* PROBLEM *
Your task is to write out every line of the data exactly. Drop the pictures.
▶
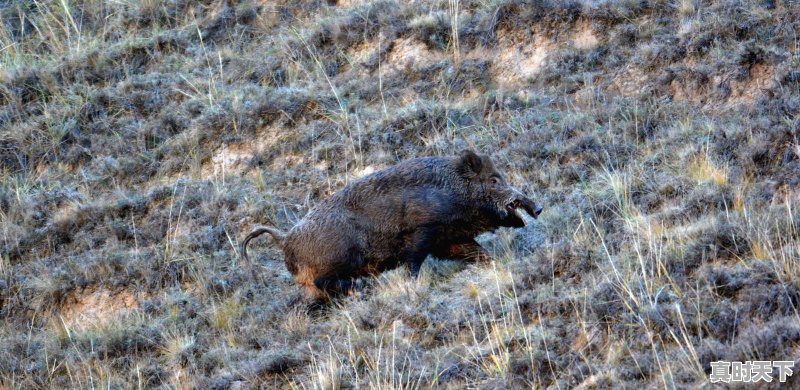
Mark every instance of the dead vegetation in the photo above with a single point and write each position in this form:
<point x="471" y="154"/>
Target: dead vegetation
<point x="139" y="141"/>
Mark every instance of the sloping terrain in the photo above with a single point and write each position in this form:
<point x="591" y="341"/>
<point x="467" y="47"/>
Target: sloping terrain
<point x="141" y="140"/>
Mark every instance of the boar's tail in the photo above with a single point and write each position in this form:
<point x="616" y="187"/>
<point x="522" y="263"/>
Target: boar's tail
<point x="276" y="234"/>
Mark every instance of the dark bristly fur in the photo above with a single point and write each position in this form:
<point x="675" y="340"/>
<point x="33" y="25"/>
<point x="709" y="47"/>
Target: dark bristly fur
<point x="400" y="215"/>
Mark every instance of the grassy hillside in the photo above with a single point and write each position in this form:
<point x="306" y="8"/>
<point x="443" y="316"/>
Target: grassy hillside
<point x="141" y="140"/>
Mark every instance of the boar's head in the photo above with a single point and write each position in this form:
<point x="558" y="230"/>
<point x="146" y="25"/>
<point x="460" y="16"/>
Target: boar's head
<point x="493" y="196"/>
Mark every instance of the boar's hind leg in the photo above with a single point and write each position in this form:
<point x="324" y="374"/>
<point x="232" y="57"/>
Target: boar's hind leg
<point x="334" y="286"/>
<point x="418" y="248"/>
<point x="469" y="251"/>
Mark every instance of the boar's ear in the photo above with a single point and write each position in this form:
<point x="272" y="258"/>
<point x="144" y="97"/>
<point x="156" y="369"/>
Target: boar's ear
<point x="470" y="163"/>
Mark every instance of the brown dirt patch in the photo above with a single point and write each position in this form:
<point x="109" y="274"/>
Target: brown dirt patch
<point x="411" y="53"/>
<point x="583" y="36"/>
<point x="517" y="60"/>
<point x="232" y="158"/>
<point x="761" y="77"/>
<point x="94" y="307"/>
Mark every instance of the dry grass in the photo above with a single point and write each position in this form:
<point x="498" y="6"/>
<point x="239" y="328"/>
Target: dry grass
<point x="140" y="140"/>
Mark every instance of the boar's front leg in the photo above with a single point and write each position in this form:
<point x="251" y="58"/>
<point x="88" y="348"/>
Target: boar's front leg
<point x="469" y="251"/>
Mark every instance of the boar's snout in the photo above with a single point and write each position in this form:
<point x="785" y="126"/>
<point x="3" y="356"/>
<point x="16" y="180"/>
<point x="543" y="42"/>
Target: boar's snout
<point x="524" y="204"/>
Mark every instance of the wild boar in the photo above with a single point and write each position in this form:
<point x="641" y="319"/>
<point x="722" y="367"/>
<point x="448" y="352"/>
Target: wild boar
<point x="396" y="216"/>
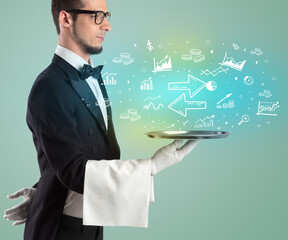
◀
* WRITTEN SOLUTION *
Mark every instance of the dead vegetation in the photo above with a single point and write each position in this form:
<point x="471" y="154"/>
Target: dead vegetation
<point x="139" y="141"/>
Mark every instance of the sloping terrain in the photo above with a single point and write each position in this form:
<point x="591" y="341"/>
<point x="467" y="47"/>
Target: sloping terrain
<point x="141" y="140"/>
Mark every instance of the boar's tail in the photo above with a single point and write each position in this form:
<point x="616" y="187"/>
<point x="522" y="263"/>
Target: boar's tail
<point x="276" y="234"/>
Mark every instance of the dark bristly fur in the photo above with a single point and write each position in this form:
<point x="675" y="340"/>
<point x="33" y="25"/>
<point x="709" y="47"/>
Target: dark bristly fur
<point x="400" y="215"/>
Mark every instance of the grassy hillside in the photo above with a single point and write each position in this form:
<point x="306" y="8"/>
<point x="443" y="316"/>
Target: grassy hillside
<point x="141" y="140"/>
Mark every instance of the boar's head in the photo above with a single point and write each position in this form:
<point x="558" y="230"/>
<point x="146" y="25"/>
<point x="460" y="16"/>
Target: boar's head
<point x="493" y="196"/>
Mark every instance of the boar's hind leg in the photo above with a single point and write each position in this form:
<point x="324" y="374"/>
<point x="232" y="57"/>
Target: boar's hind leg
<point x="334" y="286"/>
<point x="418" y="248"/>
<point x="469" y="251"/>
Mark every instance of the boar's ear in the photo above with a single point and write each position in this form:
<point x="272" y="258"/>
<point x="144" y="97"/>
<point x="156" y="369"/>
Target: boar's ear
<point x="470" y="163"/>
Mark every instance of the brown dirt patch in the photo above with a single point and write each position in this form:
<point x="109" y="274"/>
Target: brown dirt patch
<point x="411" y="53"/>
<point x="583" y="36"/>
<point x="517" y="60"/>
<point x="232" y="158"/>
<point x="761" y="77"/>
<point x="94" y="307"/>
Mark every instance of the dry grass in the photo above with a single point and write each position in this form:
<point x="498" y="6"/>
<point x="239" y="328"/>
Target: dry grass
<point x="140" y="140"/>
Mark every instance of the boar's front leg in the photo above with a single point and write each position in this form:
<point x="251" y="58"/>
<point x="88" y="348"/>
Target: boar's front leg
<point x="469" y="251"/>
Mark every instance of the boar's snout in the photo above with a single point and write each position in this form:
<point x="785" y="126"/>
<point x="3" y="356"/>
<point x="16" y="180"/>
<point x="543" y="42"/>
Target: boar's snout
<point x="524" y="204"/>
Mark every instance of the wild boar in the photo above with a single point and write each position in this form:
<point x="641" y="319"/>
<point x="722" y="367"/>
<point x="448" y="352"/>
Target: wild boar
<point x="396" y="216"/>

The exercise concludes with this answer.